**ABGEDRUCKTER TEXT**
© JUNGE FREIHEIT Verlag GmbH & Co. www.jungefreiheit.de 31-32/07 27. Juli / 03. August 2007

WIRTSCHAFT
Ordnen, aber nicht lenken
Jens Jessen

Der Reiz des Wettbewerbs in der Wirtschaft liegt in der Stärkung der Position des Verbrauchers. Deshalb gibt es seit 50 Jahren in Deutschland das Gesetz gegen Wettbewerbsbeschränkungen (GWB). Doch das Ideal des vollständigen Wettbewerbs wurde schnell zum funktionsfähigen Wettbewerb umgebogen und landete schließlich beim Verbraucherschutz. Nach Ludwig Erhard sollte das Kartellgesetz ein scharfes Schwert der unabhängigen Monopolbehörde für die Beseitigung des Mißbrauchs einer marktbeherrschenden Stellung sein. Heute greift der Staat selber ein mit der Folge, daß für die marktschädlichen Großunternehmen andere Regeln gelten. Es werden Rettungsaktionen für Großkonglomerate gestartet, obwohl die marktwirtschaftliche Sanktion die Insolvenz wäre. Bei Mißerfolgen von Mittelständlern wird der Konkurs schulterzuckend hingenommen. Die Verschleppung von Anpassungsprozessen wird dabei - wie bei der Schröder-Intervention bei der Holzmann-Pleite - den Steuerzahlern aufgebürdet. Das ist ein Verfall ordnungspolitischen Denkens und Handelns.

Die Megafusionen und halsbrecherischen Finanztransaktionen im Zeichen der Globalisierung, die der Staat einerseits begrüßt, andererseits aber als schwacher Staat auch fürchtet, treiben ihn zu Protektion und Intervention. Die Folge sind jedoch neue Verwerfungen, die dann Handlungen provozieren, die nicht vorhersehbar sind. Auch im globalen Maßstab sollte gelten: die öffentlichen Institutionen haben den Wirtschaftsprozeß zu ordnen und nicht zu lenken. Wer die Herrschaft der Großkonzerne begrenzen will, hat in erster Linie für einen globalen Ordnungsrahmen zu sorgen, der den schädlichen Konzentrationsprozessen in der Weltwirtschaft energisch entgegenwirkt.

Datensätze
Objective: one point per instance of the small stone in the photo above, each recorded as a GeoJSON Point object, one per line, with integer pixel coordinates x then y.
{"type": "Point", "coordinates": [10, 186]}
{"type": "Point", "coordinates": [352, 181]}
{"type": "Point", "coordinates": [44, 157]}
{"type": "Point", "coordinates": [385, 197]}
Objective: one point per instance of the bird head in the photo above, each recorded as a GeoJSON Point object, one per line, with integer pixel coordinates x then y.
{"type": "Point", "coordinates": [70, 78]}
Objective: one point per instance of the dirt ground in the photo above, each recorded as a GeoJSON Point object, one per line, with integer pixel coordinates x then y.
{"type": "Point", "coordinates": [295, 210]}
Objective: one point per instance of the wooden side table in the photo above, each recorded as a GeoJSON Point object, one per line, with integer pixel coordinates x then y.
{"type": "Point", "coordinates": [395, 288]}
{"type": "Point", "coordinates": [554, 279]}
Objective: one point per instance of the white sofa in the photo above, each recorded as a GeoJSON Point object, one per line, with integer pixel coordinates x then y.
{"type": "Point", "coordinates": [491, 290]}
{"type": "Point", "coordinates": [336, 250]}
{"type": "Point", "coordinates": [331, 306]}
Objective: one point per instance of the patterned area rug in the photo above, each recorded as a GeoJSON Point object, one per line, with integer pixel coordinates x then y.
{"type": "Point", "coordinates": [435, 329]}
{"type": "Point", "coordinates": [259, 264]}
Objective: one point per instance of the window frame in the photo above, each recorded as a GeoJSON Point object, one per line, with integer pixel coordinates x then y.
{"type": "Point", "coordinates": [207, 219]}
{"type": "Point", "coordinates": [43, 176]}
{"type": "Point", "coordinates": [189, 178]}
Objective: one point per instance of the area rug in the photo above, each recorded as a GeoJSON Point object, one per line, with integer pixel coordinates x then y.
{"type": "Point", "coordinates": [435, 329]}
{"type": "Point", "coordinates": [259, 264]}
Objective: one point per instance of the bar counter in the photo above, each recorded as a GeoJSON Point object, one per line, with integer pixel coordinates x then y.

**ARBEITSAUFTRAG 1**
Seit wie vielen Jahren besteht laut dem Artikel zum Wettbewerbsrecht in Deutschland das Gesetz gegen Wettbewerbsbeschränkungen?
**ARBEITSAUFTRAG 2**
Schreiben Sie aus dem Artikel zum Wettbewerbsrecht den Abschnitt von „Die Megafusionen und“ bis „Weltwirtschaft energisch entgegenwirkt.“ wortgetreu ab.

**LÖSUNG 1**
Seit 50 Jahren.

**LÖSUNG 2**
Die Megafusionen und halsbrecherischen Finanztransaktionen im Zeichen der Globalisierung, die der Staat einerseits begrüßt, andererseits aber als schwacher Staat auch fürchtet, treiben ihn zu Protektion und Intervention. Die Folge sind jedoch neue Verwerfungen, die dann Handlungen provozieren, die nicht vorhersehbar sind. Auch im globalen Maßstab sollte gelten: die öffentlichen Institutionen haben den Wirtschaftsprozeß zu ordnen und nicht zu lenken. Wer die Herrschaft der Großkonzerne begrenzen will, hat in erster Linie für einen globalen Ordnungsrahmen zu sorgen, der den schädlichen Konzentrationsprozessen in der Weltwirtschaft energisch entgegenwirkt.